(Records)

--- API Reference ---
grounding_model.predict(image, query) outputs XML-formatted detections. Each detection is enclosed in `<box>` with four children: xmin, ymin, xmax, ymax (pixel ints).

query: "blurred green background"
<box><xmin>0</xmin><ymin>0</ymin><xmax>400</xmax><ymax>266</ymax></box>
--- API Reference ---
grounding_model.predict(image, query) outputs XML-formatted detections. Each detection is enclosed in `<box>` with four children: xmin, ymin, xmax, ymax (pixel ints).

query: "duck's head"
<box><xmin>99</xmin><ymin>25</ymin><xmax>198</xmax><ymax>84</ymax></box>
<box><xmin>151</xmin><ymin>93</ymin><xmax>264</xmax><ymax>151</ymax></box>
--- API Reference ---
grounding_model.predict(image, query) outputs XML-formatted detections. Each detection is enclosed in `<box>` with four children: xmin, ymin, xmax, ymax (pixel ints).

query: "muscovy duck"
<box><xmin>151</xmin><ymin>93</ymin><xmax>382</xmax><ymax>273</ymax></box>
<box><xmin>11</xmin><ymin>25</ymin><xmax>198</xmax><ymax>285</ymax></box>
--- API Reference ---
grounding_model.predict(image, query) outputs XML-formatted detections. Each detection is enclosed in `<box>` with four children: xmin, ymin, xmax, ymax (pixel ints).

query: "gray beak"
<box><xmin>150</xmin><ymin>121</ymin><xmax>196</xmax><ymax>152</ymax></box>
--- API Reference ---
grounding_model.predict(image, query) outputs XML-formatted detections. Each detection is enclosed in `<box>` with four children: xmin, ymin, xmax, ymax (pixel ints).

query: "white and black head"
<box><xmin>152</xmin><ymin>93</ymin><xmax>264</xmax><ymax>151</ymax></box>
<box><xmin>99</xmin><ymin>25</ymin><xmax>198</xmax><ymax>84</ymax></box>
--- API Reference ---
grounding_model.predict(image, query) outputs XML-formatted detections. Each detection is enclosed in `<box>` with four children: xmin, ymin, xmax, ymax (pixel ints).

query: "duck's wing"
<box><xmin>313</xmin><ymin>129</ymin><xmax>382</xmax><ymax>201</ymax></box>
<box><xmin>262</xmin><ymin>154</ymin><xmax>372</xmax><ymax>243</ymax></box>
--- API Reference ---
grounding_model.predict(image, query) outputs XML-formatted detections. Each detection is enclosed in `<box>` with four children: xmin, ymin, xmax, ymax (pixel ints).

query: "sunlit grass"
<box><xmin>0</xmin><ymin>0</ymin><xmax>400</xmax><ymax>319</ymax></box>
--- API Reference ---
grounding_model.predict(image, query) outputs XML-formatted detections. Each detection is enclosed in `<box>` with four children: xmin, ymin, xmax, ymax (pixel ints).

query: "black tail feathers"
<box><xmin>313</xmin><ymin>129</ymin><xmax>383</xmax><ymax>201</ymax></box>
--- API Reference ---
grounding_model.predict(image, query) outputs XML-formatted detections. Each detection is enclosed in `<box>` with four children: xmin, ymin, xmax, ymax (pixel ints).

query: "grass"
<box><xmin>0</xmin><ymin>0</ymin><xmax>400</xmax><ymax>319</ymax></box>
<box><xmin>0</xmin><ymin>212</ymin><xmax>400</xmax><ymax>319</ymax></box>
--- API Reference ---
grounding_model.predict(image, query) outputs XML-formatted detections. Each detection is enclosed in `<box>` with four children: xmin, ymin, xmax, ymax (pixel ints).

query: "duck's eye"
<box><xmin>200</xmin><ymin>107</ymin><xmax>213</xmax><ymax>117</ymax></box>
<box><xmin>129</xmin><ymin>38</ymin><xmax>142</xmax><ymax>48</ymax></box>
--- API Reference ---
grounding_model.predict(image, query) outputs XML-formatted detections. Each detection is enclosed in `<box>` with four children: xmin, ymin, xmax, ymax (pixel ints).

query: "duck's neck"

PROBLEM TO WORK ON: Pull out every line of the records that contains the string "head", matching case exactly, and copy each one.

COMPLETE RESPONSE:
query: "duck's head"
query: "white and black head"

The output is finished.